* What you need to do *
Every line from the one that contains "Query: dark banner" to the end of the records must be restated word for word. No other line belongs in the answer.

* Information shown *
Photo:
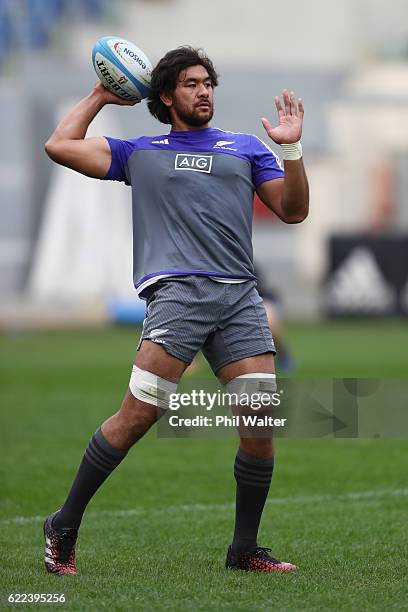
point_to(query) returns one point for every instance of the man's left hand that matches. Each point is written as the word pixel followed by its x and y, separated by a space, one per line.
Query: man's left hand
pixel 289 129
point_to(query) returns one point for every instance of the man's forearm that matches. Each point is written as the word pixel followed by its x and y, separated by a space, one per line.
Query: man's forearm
pixel 295 194
pixel 75 124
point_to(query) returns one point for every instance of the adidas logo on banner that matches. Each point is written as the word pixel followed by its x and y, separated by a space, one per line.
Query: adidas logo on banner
pixel 358 286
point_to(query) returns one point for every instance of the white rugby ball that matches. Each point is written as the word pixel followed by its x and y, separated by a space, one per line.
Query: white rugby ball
pixel 122 67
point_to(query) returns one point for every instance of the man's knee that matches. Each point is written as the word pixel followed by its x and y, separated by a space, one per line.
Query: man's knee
pixel 258 447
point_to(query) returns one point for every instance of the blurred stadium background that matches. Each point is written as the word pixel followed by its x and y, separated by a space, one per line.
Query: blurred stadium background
pixel 65 240
pixel 337 506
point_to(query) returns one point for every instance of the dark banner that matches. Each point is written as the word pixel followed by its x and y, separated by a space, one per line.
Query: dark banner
pixel 368 276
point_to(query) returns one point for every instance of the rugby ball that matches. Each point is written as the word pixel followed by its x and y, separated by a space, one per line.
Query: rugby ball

* Response to this exercise *
Query: dark banner
pixel 368 276
point_to(query) returns one point for every instance of the rugby ball that matches. Each point is written as the word pixel followed by its x and y, separated by a space, one per line.
Query: rugby ball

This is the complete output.